DATASET:

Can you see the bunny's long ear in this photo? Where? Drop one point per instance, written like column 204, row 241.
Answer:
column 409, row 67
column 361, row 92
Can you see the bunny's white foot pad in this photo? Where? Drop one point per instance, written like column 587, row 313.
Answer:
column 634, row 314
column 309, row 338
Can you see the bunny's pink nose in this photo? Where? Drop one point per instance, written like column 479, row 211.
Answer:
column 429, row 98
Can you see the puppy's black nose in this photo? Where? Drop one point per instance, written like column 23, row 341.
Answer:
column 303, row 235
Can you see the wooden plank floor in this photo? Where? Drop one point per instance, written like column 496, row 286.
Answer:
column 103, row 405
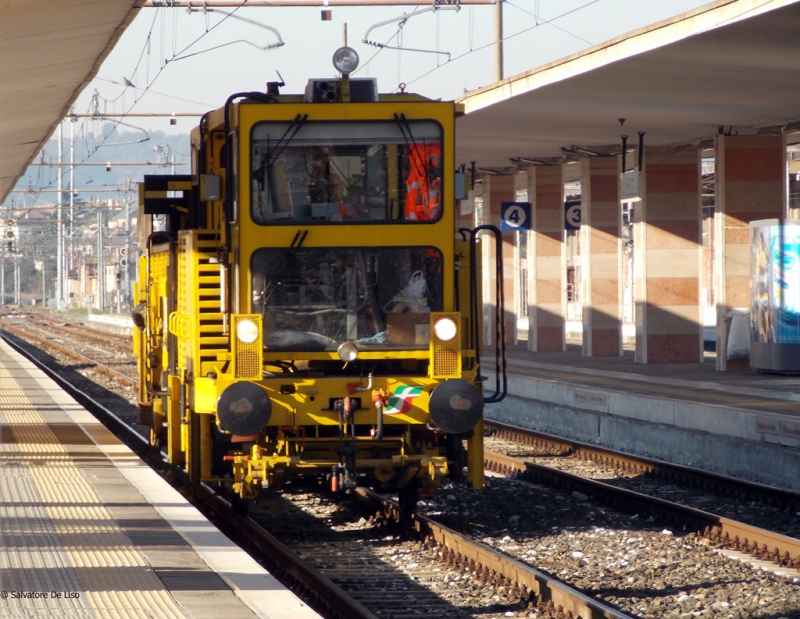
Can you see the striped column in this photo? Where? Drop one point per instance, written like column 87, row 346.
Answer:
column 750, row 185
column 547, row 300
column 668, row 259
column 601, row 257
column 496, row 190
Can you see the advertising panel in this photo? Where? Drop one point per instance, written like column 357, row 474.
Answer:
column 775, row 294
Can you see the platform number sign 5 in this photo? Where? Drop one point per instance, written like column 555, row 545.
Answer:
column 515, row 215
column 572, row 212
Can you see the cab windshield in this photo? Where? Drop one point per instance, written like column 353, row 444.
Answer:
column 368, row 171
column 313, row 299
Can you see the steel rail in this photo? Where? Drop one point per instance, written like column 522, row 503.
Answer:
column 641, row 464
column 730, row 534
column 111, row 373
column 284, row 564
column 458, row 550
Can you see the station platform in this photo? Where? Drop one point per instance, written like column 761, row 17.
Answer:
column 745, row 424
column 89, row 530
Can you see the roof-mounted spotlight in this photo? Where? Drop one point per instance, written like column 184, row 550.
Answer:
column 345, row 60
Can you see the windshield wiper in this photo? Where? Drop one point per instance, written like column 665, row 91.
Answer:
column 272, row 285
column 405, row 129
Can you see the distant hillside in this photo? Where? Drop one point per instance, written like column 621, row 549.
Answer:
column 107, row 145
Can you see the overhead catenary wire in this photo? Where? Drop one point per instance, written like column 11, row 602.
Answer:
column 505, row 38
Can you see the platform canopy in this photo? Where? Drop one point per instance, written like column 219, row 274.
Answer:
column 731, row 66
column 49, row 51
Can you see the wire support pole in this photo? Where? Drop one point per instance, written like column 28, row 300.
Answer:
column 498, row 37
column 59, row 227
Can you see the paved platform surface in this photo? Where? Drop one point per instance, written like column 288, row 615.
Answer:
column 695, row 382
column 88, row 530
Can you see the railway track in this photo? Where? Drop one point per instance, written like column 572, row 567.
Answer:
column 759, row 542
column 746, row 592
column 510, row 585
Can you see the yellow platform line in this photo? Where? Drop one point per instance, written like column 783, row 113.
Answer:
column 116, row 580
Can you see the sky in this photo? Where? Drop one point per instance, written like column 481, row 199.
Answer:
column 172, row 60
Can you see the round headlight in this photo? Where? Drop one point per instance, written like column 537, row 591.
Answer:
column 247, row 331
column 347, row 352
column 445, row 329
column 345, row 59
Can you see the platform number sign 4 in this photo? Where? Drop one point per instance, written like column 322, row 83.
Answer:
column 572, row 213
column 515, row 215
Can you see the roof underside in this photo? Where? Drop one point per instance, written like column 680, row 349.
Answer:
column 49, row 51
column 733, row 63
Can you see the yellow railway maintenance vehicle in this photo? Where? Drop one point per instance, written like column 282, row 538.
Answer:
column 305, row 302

...

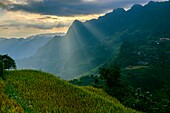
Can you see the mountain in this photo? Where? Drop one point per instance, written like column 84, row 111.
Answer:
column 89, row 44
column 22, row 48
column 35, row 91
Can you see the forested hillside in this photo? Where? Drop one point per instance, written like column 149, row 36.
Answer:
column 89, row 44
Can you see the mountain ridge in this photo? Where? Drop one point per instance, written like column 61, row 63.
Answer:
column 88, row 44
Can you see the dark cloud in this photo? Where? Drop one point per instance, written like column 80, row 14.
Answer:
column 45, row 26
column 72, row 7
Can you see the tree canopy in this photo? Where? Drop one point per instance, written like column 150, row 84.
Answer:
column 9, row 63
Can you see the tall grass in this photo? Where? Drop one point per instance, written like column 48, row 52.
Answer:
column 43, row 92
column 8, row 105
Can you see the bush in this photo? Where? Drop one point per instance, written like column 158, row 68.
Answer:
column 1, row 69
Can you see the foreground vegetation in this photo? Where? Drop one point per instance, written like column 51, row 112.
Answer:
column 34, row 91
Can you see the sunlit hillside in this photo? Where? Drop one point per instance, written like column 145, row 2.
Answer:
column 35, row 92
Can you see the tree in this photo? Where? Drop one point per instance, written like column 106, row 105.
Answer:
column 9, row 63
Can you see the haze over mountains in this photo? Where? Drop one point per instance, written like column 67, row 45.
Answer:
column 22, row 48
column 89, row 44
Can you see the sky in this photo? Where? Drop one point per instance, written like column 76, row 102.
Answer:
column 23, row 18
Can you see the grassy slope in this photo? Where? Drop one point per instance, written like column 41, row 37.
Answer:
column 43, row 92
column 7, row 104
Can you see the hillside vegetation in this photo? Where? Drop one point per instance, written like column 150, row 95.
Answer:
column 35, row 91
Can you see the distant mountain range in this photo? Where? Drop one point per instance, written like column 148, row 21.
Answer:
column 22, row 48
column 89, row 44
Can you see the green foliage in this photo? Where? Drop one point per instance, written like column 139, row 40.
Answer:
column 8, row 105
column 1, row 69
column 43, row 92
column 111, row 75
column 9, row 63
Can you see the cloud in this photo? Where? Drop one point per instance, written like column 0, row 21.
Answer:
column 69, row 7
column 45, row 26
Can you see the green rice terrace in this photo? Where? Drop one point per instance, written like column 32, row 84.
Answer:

ACTIVITY: What are the lines, exactly as written above, from the line with "Can you see the advertising" to the line with "Can you see the steel", both included? Output only those.

YOUR SOLUTION:
Can you see the advertising panel in this photo? Where? Drop one point per instance, written like column 357, row 474.
Answer:
column 775, row 294
Can you see the platform number sign 5 in this photo? Where? Drop one point per instance, written like column 555, row 545.
Answer:
column 515, row 215
column 572, row 212
Can you see the cab windshield in this photo? Where? Drop one point per instance, written like column 353, row 444.
Answer:
column 368, row 171
column 313, row 299
Can you see the steel rail in this photo? Where? Drop one point per instance, written like column 522, row 503.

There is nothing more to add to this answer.